• **THE PROBLEM**
Continue the passage below on answering emotional appeals in the marriage equality debate, starting right after its final sentence.

• **EXTRACT PROVIDED**
>>>>
We face a problem here. How can the emotional state of the sentimentalist advocating “marriage equality” be given due respect? The common view will be that by subjecting his or her position, as it has been emotionally expressed, to “rigorous examination” is hardly fair. Is this not “attacking the person”? Recently a new Parliamentarian in her maiden speech said that she had entered the House of Representatives carrying a sense of disillusionment about the nation’s laws that treat the love of one of her sons as inferior to that of his brothers. That, she revealed, was why she was opposed to a plebiscite and presumably she would also give her vote for “Marriage Equality” legislation.
The difficulties we have in answering such sentiments are obvious. How to fairly respond to this MP’s view of the law? But now these sentiments have entered into political debate. How does one proceed to argue against such assertions? It is as if such assertions transcend political argument even while they are formed very decidedly to contribute to the public justification for a change in the Marriage Act. Would it not be unseemly and unfair to take these as arguments? If that is where we have reached we may well have come to a point from which there seems to be no turning back. This is not just a psychological point but it has a kind of coherence with the logic of our system of parliamentary politics that has been seriously malformed under neo-liberal individualism. We now struggle to actually develop genuine political debate!
<<<<
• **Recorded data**
>>>>
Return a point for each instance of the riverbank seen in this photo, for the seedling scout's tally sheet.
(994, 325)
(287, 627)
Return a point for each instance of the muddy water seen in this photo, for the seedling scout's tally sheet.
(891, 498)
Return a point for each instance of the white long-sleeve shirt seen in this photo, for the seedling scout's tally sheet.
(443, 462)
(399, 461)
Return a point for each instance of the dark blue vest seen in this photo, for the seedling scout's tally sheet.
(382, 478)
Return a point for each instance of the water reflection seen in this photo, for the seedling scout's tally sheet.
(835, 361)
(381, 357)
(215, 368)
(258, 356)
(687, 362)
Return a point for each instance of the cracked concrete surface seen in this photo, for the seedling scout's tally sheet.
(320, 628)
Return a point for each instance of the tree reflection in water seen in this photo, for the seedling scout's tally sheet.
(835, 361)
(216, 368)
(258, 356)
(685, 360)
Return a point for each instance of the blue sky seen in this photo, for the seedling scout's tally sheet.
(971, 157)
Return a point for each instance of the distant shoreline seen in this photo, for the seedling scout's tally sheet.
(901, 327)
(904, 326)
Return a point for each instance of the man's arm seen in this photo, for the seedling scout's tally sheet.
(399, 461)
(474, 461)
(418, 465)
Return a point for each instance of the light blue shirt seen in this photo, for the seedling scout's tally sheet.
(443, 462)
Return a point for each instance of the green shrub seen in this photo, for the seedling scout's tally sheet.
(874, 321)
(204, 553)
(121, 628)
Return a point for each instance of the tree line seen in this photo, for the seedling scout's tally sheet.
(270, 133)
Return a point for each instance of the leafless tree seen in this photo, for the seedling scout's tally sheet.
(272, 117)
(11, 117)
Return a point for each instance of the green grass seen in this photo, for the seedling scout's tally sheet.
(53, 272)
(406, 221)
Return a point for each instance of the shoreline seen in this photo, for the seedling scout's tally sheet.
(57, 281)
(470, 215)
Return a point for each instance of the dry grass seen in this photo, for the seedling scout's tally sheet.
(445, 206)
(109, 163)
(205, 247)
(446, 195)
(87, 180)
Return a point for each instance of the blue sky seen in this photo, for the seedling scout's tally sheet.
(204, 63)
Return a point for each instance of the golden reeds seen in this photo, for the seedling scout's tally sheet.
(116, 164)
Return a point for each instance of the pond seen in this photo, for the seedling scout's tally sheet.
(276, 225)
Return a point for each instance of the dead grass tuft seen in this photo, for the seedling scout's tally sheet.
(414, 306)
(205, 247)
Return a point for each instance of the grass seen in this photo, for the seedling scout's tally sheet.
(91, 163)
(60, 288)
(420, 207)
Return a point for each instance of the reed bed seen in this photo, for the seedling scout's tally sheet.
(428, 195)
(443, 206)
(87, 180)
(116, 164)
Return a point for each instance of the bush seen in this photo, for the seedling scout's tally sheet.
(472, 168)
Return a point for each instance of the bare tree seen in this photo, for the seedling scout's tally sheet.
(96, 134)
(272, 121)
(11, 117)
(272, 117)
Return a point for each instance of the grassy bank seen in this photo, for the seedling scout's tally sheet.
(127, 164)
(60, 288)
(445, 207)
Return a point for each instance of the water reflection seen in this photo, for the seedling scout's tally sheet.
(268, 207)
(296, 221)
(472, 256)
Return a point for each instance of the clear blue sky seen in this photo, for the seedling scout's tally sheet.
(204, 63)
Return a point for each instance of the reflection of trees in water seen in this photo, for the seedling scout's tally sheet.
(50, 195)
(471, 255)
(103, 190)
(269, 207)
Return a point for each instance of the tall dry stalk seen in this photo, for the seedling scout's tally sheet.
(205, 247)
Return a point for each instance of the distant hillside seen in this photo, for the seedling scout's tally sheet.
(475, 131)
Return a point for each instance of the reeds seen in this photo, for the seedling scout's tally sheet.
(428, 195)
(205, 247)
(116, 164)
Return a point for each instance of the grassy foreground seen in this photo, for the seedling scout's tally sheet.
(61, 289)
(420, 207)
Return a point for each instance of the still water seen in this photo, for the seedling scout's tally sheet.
<<<<
• **RESULT**
To take another example: how does one now tell the former Human Rights Commissioner, whose advocacy of “Marriage Equality” and his political career are so inextricably linked to his “engagement”, that his support for such legislation is wholly misconceived. It is like telling him that his entire way of life is wrong. To now suggest to him that this is a debate about the role of the Marriage Act in our system of public governance will seem to him, and those in this debate who are swayed by his commitment to his way of life, to be somewhat obscurantist, “out of date”, if not completely irrelevant, or even an attack upon his person.
But to make that judgement about the limitations of this debate, one would have to first accept the validity of the “way of life” that is presupposed by such advocacy.
The way ahead for a Christian political option, it would seem, is not by trying to divert the current libertarian stampede; instead, those committed to a Christian way of life -which includes a biblically-directed understanding of marriage, family-life and household stewardship – need to embark on a long-term political self-examination. That has been the persistent suggestion of Nurturing Justice since we began intense political reflection on this matter.
In the meantime, in the face of our dominant cultural patterns, those seeking to promote a Christian political option are going to have find a way of re-discovering the meaning of “Noe” in many other ways as well. That will be part of a concerted effort to preserve and enhance a healthy respect for the God-given integrity of marital responsibility, responsibility of a husband to his wife and a wife to her husband, and for their mutual respect for the marriage institution itself. By saying “Aye” to marriage, as it is directed and endorsed by Jesus’ teaching, means one is also talking about commitment to a way of life that has no qualms about quietly saying “Noe” to some or other conduct (whether by diaphragm, pharmaceuticals or condom) in order to affirm chaste pre-marital living and to endorse in deed the honourable and undefiled character of the marriage bed (Hebrews 13:4). When such Biblical teachings eventually become part of a way of life then any proposed political “Noe” may also look forward to the prospect of a Christian political option, repentant from the heart, that is not compromised by its own furtive duplicity.